:: Task instructions ::
1. Answer these questions from the object detection excerpt, one per line:
(a) How many samples make up the set of labeled images?
(b) Which two parts make up each instance y?
(c) What do x, y, w, and h denote?
2. Retype the object detection excerpt word for word, everything from "Let us denote" down to "coordinates and size.".

++++ Extract ++++

Let us denote the set $C$ of ID classes as $K_{ID}=\{1,\>.\;.\;.\;,C\}$ and given object detection dataset $D=\{X,\;\Upsilon\}$ where $X$ and $\Upsilon$ denote the input images and labels. The set of labeled images consists of $N$ samples, $X=\{x_{1},\>.\;.\;.\;,x_{N}\}$ along with the labels associated with the sets of objects included in each of N images $\Upsilon=\{Y_{1},\>.\;.\;.\;,Y_{N}\}$ . Next, for each image, we have $Y_{i}=\{y_{1},\>.\;.\;.\;,y_{K}\}$ that represents a set of labels for $K$ object instances. Each instance $y=[c,\;l]$ consists of class labels $c\in K_{ID}$ and locations $l=[x,\;y,\;w,\;h]$ , where $x,y,w,$ and $h$ denote the object’s bounding box center coordinates and size.

++++ Provided material ++++

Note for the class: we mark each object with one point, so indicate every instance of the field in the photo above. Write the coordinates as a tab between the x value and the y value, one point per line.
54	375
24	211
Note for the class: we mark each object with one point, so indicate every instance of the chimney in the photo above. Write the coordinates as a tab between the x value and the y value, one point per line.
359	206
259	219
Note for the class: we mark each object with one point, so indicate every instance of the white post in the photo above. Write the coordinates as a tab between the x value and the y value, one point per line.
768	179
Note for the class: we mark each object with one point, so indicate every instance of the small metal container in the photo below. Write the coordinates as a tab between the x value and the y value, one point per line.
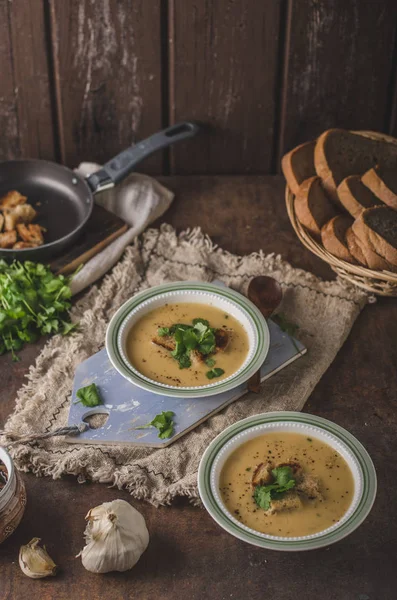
12	498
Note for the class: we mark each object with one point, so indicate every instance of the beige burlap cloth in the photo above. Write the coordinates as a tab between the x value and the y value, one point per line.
324	312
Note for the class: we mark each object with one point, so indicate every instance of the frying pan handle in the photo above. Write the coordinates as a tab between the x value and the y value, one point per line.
124	163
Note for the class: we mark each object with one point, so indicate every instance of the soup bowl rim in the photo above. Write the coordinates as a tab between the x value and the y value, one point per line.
258	336
353	452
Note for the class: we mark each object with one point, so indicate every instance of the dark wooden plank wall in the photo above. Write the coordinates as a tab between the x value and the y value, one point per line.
82	79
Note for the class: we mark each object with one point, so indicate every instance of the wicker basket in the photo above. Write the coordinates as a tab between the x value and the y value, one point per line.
383	283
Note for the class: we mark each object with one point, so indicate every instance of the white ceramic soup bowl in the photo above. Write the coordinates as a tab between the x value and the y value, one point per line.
220	297
342	441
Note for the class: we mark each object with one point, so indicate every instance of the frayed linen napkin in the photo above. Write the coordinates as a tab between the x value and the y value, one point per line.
139	200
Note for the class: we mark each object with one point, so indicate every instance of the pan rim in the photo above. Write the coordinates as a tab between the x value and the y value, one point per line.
23	251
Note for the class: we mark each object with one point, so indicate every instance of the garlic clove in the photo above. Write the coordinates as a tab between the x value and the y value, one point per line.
35	561
116	536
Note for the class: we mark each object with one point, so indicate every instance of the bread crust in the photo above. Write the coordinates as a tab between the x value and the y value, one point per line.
331	240
354	248
355	196
372	239
295	174
374	181
312	206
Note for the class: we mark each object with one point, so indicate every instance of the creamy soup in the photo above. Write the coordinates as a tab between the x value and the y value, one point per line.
298	514
148	356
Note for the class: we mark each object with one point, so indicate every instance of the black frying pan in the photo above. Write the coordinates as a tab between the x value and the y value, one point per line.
64	200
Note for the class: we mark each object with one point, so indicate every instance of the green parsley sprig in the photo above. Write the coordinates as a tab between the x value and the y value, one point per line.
198	336
163	422
33	302
89	395
284	481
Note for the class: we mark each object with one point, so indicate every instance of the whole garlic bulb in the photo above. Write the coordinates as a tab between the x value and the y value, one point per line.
35	561
116	536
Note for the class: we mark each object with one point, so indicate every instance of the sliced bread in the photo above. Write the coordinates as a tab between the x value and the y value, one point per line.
355	196
339	153
333	236
354	248
377	228
312	206
373	260
383	183
298	165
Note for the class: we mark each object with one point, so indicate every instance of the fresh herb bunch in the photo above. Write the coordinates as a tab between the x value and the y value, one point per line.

++++

:: Solutions by task ::
1.
(a) N samples.
(b) A class label c and a location l.
(c) The object's bounding box center coordinates and size.

2.
Let us denote the set $C$ of ID classes as $K_{ID}=\{1,\>.\;.\;.\;,C\}$ and given object detection dataset $D=\{X,\;\Upsilon\}$ where $X$ and $\Upsilon$ denote the input images and labels. The set of labeled images consists of $N$ samples, $X=\{x_{1},\>.\;.\;.\;,x_{N}\}$ along with the labels associated with the sets of objects included in each of N images $\Upsilon=\{Y_{1},\>.\;.\;.\;,Y_{N}\}$ . Next, for each image, we have $Y_{i}=\{y_{1},\>.\;.\;.\;,y_{K}\}$ that represents a set of labels for $K$ object instances. Each instance $y=[c,\;l]$ consists of class labels $c\in K_{ID}$ and locations $l=[x,\;y,\;w,\;h]$ , where $x,y,w,$ and $h$ denote the object’s bounding box center coordinates and size.